RECORDS SHOWN.

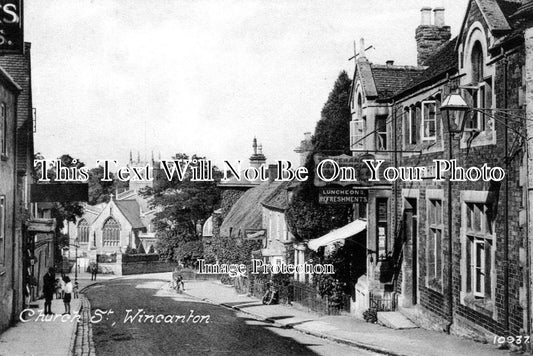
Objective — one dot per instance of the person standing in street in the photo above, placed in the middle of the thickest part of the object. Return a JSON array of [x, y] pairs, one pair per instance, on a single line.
[[94, 271], [48, 290], [67, 297]]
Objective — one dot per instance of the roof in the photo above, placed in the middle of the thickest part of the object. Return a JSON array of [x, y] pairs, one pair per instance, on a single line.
[[389, 79], [279, 198], [247, 212], [18, 67], [131, 211], [442, 62]]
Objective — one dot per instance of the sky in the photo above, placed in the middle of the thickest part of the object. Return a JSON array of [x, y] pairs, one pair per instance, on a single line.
[[201, 76]]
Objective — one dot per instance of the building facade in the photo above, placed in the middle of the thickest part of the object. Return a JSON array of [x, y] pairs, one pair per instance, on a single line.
[[460, 252]]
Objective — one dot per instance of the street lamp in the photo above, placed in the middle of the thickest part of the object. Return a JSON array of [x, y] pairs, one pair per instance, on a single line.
[[76, 264], [454, 111]]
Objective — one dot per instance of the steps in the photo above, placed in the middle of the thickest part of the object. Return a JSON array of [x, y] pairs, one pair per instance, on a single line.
[[395, 320]]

WHAT YOU WILL DO.
The copy must match the listing above exactly, except that it holds no pictures.

ANSWER BELOW.
Objective — one dot per instance of the person standing in street in the photo above, placed in the middle of the thickest part of the object. Return a JSON array of [x, y] pairs, one pair per instance, on a single line.
[[94, 271], [48, 290], [67, 297]]
Objective — one dot per instance of the roof in the photo above, placed in the middle of the thickest part of the object. Return a JSON array of [x, y] pairs, one pair per instance, on a single line.
[[389, 79], [279, 198], [247, 212], [18, 67], [131, 211], [442, 62]]
Objective — one dot per instance of the sky in the photo above, placed in the middle of the thickest part of the object. Return a JSON array of [x, y] pairs, one pair per instance, on a single line.
[[201, 76]]
Objective — one dot per instance of the building facade in the photo above, placed in the middle of the thickest part of the object. Return a JSON array of [x, y] pairs, one pair per instance, on a single line.
[[460, 252]]
Objective — one dot per instance of the street lamp in the photo above, placed in the middle of the thickest part of the object. Return a JSON array of [x, y] pairs, one pair per instance, on a single line.
[[76, 264], [454, 111]]
Objective — one dot per instance of the steps in the photo above, placed in the middle of the thickest part of the object. Return a JSON array of [x, y] pairs, one pair per instance, on a single line.
[[395, 320]]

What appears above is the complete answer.